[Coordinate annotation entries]
━━━━━━━━━━━━━━━━

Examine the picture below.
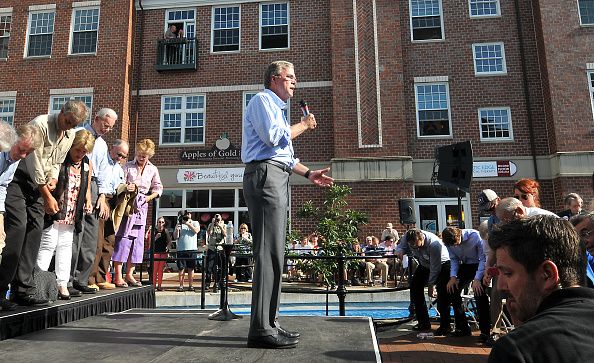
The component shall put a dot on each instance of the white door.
(433, 215)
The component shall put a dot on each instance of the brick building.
(388, 81)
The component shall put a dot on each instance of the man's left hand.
(319, 178)
(309, 121)
(477, 287)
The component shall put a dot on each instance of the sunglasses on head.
(522, 196)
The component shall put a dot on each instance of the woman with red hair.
(527, 191)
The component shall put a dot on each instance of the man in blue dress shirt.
(267, 151)
(468, 259)
(28, 140)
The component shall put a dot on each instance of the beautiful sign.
(210, 175)
(221, 150)
(490, 169)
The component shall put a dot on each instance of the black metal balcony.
(176, 53)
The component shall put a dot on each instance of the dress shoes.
(272, 342)
(63, 296)
(85, 289)
(7, 305)
(74, 292)
(288, 334)
(106, 286)
(30, 301)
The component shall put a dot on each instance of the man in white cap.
(389, 231)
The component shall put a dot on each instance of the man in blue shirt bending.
(267, 151)
(467, 257)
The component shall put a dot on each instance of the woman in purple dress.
(142, 175)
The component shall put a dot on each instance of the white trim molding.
(168, 4)
(8, 94)
(431, 79)
(70, 91)
(42, 7)
(213, 89)
(82, 4)
(377, 78)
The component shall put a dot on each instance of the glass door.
(433, 215)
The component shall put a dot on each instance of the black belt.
(278, 164)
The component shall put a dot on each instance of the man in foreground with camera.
(186, 232)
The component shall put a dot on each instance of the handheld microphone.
(304, 108)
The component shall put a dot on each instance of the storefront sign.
(221, 150)
(210, 175)
(490, 169)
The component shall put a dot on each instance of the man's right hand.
(309, 121)
(51, 206)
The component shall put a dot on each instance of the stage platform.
(186, 335)
(30, 319)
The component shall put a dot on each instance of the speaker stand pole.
(224, 313)
(460, 221)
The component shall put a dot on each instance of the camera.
(182, 217)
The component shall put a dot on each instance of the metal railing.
(176, 53)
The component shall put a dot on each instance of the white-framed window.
(274, 25)
(426, 20)
(247, 96)
(85, 26)
(591, 88)
(586, 9)
(5, 25)
(433, 109)
(40, 33)
(7, 105)
(226, 23)
(495, 124)
(57, 101)
(489, 58)
(484, 8)
(183, 119)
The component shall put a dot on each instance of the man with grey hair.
(118, 154)
(573, 204)
(28, 139)
(8, 136)
(584, 225)
(84, 246)
(511, 208)
(267, 151)
(29, 197)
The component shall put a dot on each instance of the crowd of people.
(70, 204)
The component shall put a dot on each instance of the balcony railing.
(177, 53)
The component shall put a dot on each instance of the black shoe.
(74, 292)
(443, 331)
(492, 339)
(63, 296)
(7, 305)
(422, 327)
(30, 301)
(483, 337)
(85, 289)
(272, 342)
(462, 333)
(288, 334)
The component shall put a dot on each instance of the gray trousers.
(266, 191)
(84, 245)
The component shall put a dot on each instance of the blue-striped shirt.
(266, 132)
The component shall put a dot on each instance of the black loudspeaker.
(407, 211)
(455, 165)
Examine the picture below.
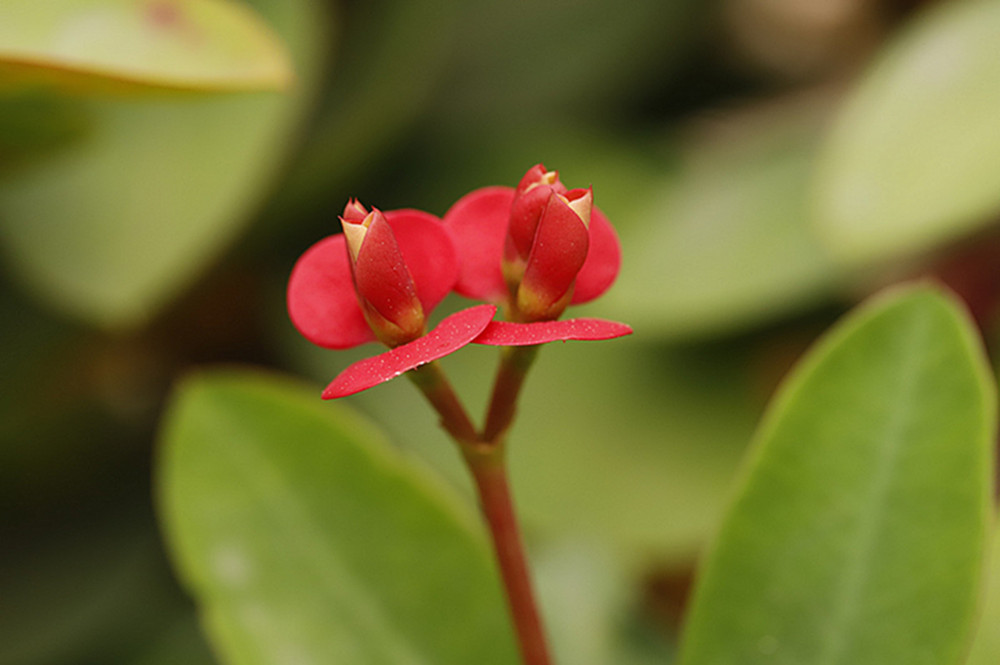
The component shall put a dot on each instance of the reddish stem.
(514, 365)
(485, 458)
(490, 474)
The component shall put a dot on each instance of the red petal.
(429, 252)
(321, 299)
(478, 222)
(603, 260)
(506, 333)
(452, 333)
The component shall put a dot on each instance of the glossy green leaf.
(113, 224)
(728, 243)
(604, 431)
(123, 45)
(914, 157)
(857, 536)
(986, 643)
(304, 538)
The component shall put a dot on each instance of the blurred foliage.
(142, 235)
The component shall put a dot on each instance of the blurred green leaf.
(986, 643)
(111, 226)
(181, 642)
(604, 432)
(562, 58)
(85, 594)
(858, 534)
(728, 244)
(914, 157)
(304, 538)
(128, 45)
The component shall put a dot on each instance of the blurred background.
(768, 164)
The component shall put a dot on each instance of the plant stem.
(485, 458)
(490, 474)
(433, 383)
(514, 365)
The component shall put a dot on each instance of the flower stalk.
(485, 458)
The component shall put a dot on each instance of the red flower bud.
(558, 251)
(495, 232)
(530, 199)
(336, 294)
(385, 288)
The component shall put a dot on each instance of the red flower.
(378, 281)
(535, 250)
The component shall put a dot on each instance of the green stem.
(489, 472)
(515, 362)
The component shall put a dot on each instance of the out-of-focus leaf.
(386, 77)
(586, 601)
(112, 225)
(631, 444)
(91, 595)
(986, 643)
(125, 45)
(181, 642)
(305, 539)
(729, 243)
(914, 157)
(545, 56)
(857, 536)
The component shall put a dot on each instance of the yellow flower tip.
(582, 205)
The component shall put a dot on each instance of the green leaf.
(128, 45)
(727, 244)
(914, 158)
(986, 643)
(676, 448)
(857, 535)
(304, 538)
(115, 223)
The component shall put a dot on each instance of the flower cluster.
(531, 251)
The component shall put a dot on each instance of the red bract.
(479, 222)
(507, 333)
(534, 249)
(452, 333)
(410, 248)
(377, 281)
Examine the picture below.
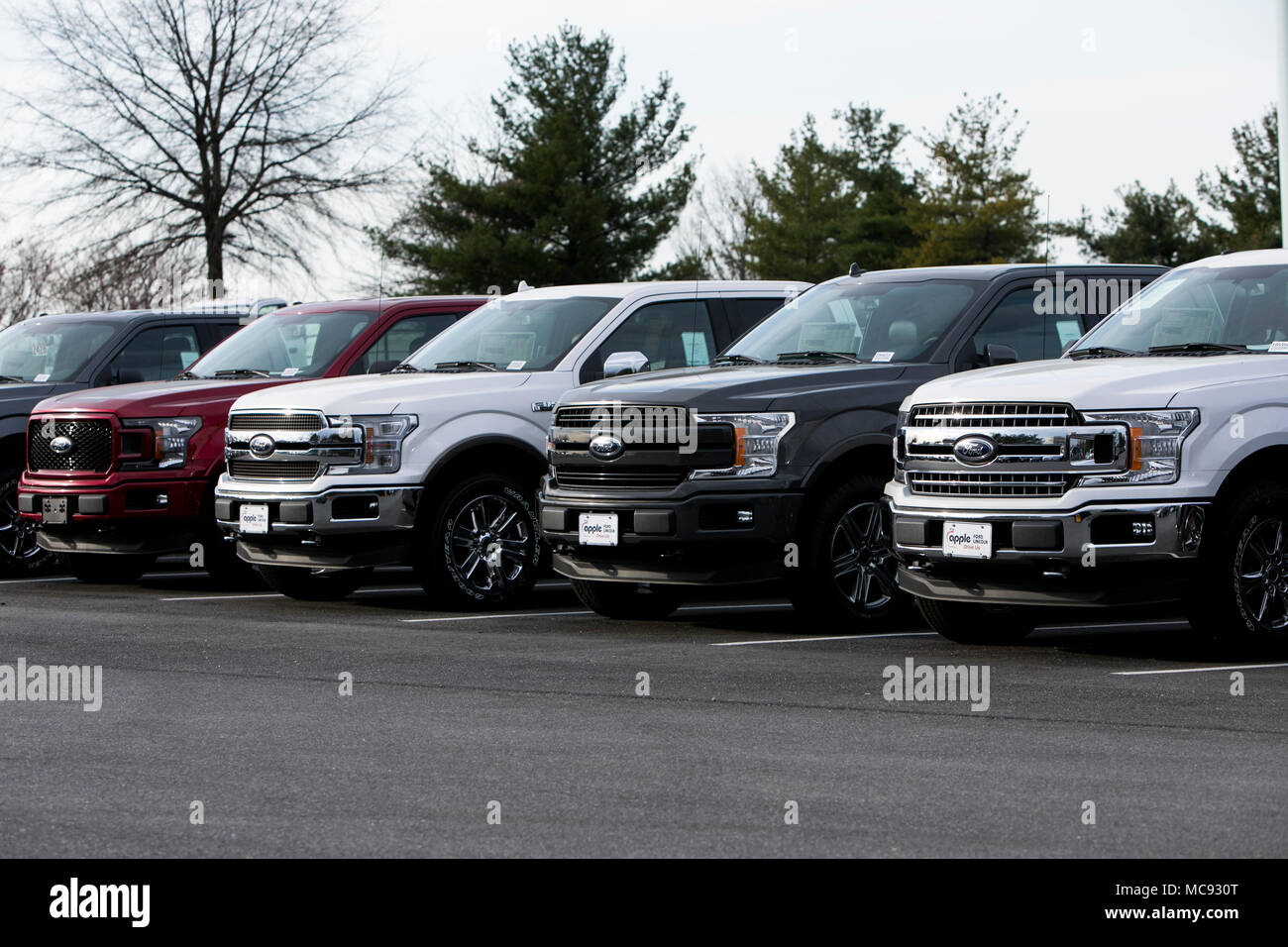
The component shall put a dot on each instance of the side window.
(218, 331)
(671, 335)
(746, 313)
(1018, 321)
(156, 354)
(403, 338)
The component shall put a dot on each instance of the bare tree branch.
(228, 125)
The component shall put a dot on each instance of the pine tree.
(576, 189)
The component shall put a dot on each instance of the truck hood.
(1102, 382)
(159, 398)
(737, 388)
(382, 394)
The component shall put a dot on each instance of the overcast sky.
(1112, 91)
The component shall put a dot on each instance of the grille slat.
(273, 470)
(619, 479)
(991, 415)
(91, 446)
(987, 484)
(274, 420)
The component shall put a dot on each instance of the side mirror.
(996, 354)
(625, 364)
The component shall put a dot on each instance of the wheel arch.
(1263, 464)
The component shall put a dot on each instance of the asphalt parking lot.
(232, 699)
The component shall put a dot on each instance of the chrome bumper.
(303, 514)
(1063, 536)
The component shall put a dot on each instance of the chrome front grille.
(273, 470)
(90, 445)
(275, 420)
(288, 445)
(987, 484)
(991, 415)
(1005, 449)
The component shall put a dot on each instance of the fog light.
(1192, 527)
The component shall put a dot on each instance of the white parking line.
(832, 638)
(220, 598)
(506, 615)
(728, 608)
(1199, 671)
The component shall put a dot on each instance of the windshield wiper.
(241, 372)
(465, 367)
(1197, 347)
(1102, 352)
(814, 354)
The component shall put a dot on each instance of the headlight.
(380, 436)
(898, 446)
(756, 438)
(1154, 445)
(168, 444)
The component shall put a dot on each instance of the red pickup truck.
(120, 475)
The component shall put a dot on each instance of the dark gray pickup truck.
(54, 355)
(771, 463)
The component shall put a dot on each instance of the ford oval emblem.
(974, 450)
(263, 446)
(606, 446)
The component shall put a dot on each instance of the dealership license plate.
(253, 517)
(596, 528)
(53, 509)
(969, 540)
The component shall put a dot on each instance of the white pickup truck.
(437, 463)
(1149, 463)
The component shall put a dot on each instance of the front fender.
(450, 440)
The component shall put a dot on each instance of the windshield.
(1206, 308)
(46, 350)
(514, 334)
(868, 321)
(284, 344)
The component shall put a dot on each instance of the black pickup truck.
(771, 463)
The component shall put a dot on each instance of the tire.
(967, 622)
(308, 585)
(106, 569)
(481, 547)
(20, 554)
(846, 571)
(1241, 596)
(627, 599)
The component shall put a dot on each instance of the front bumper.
(348, 527)
(1098, 554)
(125, 517)
(716, 538)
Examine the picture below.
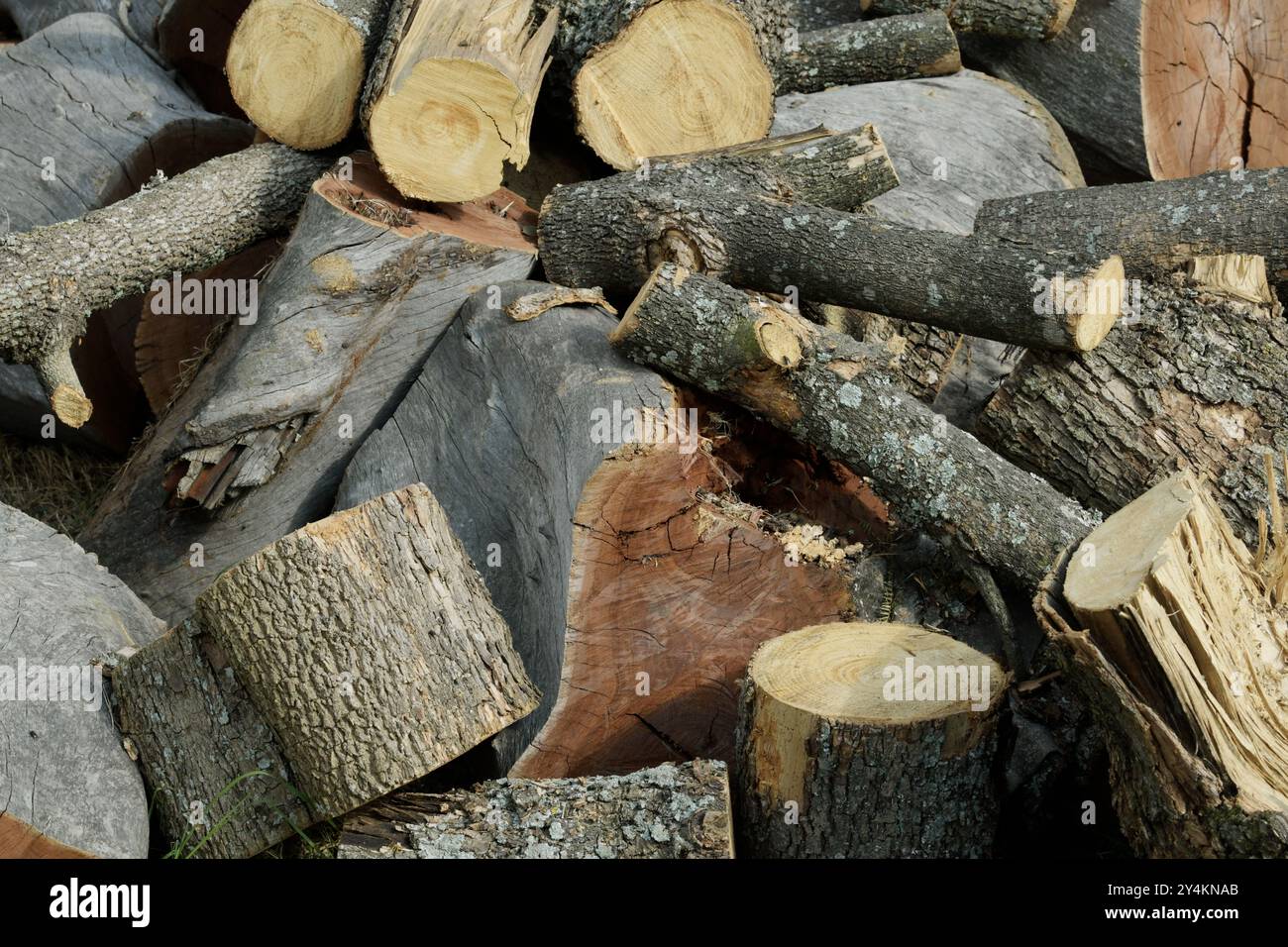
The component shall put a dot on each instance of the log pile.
(645, 428)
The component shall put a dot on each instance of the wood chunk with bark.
(454, 101)
(356, 655)
(603, 545)
(68, 788)
(832, 392)
(1172, 631)
(867, 741)
(259, 440)
(1024, 20)
(665, 812)
(296, 67)
(1199, 379)
(1170, 90)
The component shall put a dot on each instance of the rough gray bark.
(370, 655)
(665, 812)
(610, 232)
(60, 273)
(876, 51)
(832, 392)
(1199, 379)
(1033, 20)
(1154, 226)
(65, 783)
(347, 317)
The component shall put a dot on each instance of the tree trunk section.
(836, 762)
(1168, 90)
(68, 787)
(665, 812)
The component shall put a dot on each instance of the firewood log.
(454, 98)
(665, 812)
(722, 218)
(296, 67)
(832, 392)
(1025, 20)
(368, 654)
(1168, 90)
(595, 535)
(1170, 628)
(867, 741)
(258, 442)
(68, 788)
(1199, 379)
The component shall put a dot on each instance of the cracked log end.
(296, 68)
(682, 77)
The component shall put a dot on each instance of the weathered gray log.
(721, 219)
(1198, 377)
(297, 65)
(876, 51)
(832, 392)
(1167, 90)
(1031, 20)
(58, 274)
(1155, 227)
(665, 812)
(595, 539)
(360, 654)
(68, 788)
(347, 316)
(849, 749)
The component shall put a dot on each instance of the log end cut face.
(683, 76)
(296, 69)
(1214, 86)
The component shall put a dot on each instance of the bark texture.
(665, 812)
(64, 780)
(832, 392)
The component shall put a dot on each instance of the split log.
(829, 390)
(68, 788)
(1179, 661)
(1024, 20)
(666, 812)
(368, 654)
(258, 442)
(635, 595)
(1170, 90)
(58, 274)
(454, 101)
(296, 67)
(1199, 377)
(1157, 226)
(867, 741)
(610, 232)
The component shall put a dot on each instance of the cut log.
(876, 51)
(258, 444)
(68, 788)
(600, 539)
(455, 99)
(296, 67)
(58, 274)
(1198, 379)
(610, 232)
(665, 812)
(867, 741)
(1180, 663)
(832, 392)
(369, 654)
(1170, 90)
(1024, 20)
(1155, 226)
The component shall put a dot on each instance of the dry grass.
(53, 483)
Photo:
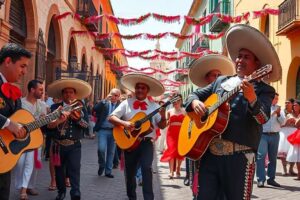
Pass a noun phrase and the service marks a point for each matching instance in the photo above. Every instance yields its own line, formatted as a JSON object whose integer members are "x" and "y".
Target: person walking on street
{"x": 106, "y": 142}
{"x": 268, "y": 145}
{"x": 14, "y": 61}
{"x": 229, "y": 162}
{"x": 69, "y": 130}
{"x": 143, "y": 86}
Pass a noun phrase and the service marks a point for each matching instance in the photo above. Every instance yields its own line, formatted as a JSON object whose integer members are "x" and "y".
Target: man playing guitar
{"x": 143, "y": 86}
{"x": 14, "y": 61}
{"x": 229, "y": 161}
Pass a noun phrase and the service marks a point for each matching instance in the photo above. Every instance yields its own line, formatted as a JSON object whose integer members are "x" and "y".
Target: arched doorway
{"x": 51, "y": 53}
{"x": 84, "y": 66}
{"x": 17, "y": 19}
{"x": 40, "y": 63}
{"x": 72, "y": 58}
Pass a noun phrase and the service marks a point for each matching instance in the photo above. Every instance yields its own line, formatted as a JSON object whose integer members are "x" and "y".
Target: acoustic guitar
{"x": 12, "y": 148}
{"x": 197, "y": 132}
{"x": 129, "y": 140}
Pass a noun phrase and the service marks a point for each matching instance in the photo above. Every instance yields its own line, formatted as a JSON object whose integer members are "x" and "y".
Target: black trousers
{"x": 143, "y": 155}
{"x": 4, "y": 186}
{"x": 70, "y": 157}
{"x": 226, "y": 177}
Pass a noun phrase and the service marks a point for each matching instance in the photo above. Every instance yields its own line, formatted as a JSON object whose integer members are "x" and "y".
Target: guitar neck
{"x": 223, "y": 99}
{"x": 148, "y": 117}
{"x": 42, "y": 122}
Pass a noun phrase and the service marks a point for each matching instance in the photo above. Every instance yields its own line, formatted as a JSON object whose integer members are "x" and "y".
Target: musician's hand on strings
{"x": 128, "y": 125}
{"x": 162, "y": 112}
{"x": 198, "y": 107}
{"x": 17, "y": 129}
{"x": 248, "y": 90}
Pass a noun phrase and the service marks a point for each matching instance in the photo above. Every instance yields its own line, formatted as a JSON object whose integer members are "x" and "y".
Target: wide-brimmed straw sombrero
{"x": 83, "y": 89}
{"x": 205, "y": 64}
{"x": 130, "y": 80}
{"x": 242, "y": 36}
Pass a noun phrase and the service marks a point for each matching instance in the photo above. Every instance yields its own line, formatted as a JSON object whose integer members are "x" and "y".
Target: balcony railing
{"x": 72, "y": 73}
{"x": 289, "y": 16}
{"x": 105, "y": 43}
{"x": 217, "y": 25}
{"x": 180, "y": 77}
{"x": 86, "y": 8}
{"x": 200, "y": 45}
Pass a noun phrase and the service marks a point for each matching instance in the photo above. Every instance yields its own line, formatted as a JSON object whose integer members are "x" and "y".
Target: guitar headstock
{"x": 77, "y": 105}
{"x": 261, "y": 72}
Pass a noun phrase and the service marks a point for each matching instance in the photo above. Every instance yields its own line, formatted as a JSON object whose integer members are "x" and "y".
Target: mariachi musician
{"x": 204, "y": 71}
{"x": 229, "y": 162}
{"x": 69, "y": 131}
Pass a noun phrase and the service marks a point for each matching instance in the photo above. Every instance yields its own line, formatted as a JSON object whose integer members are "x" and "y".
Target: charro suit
{"x": 7, "y": 108}
{"x": 234, "y": 172}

━━━━━━━━━━━━━━━━

__STATED EXERCISE__
Collect every line from the items above that contains the word "dress", and copy each one in full.

__EXERCISE OUTPUT__
The component shall put a dot on each instance of the man in blue dress shirt.
The component shall put a dot on each instance of the dress shoes.
The component shall put a dot on each instance of the woman in purple dress.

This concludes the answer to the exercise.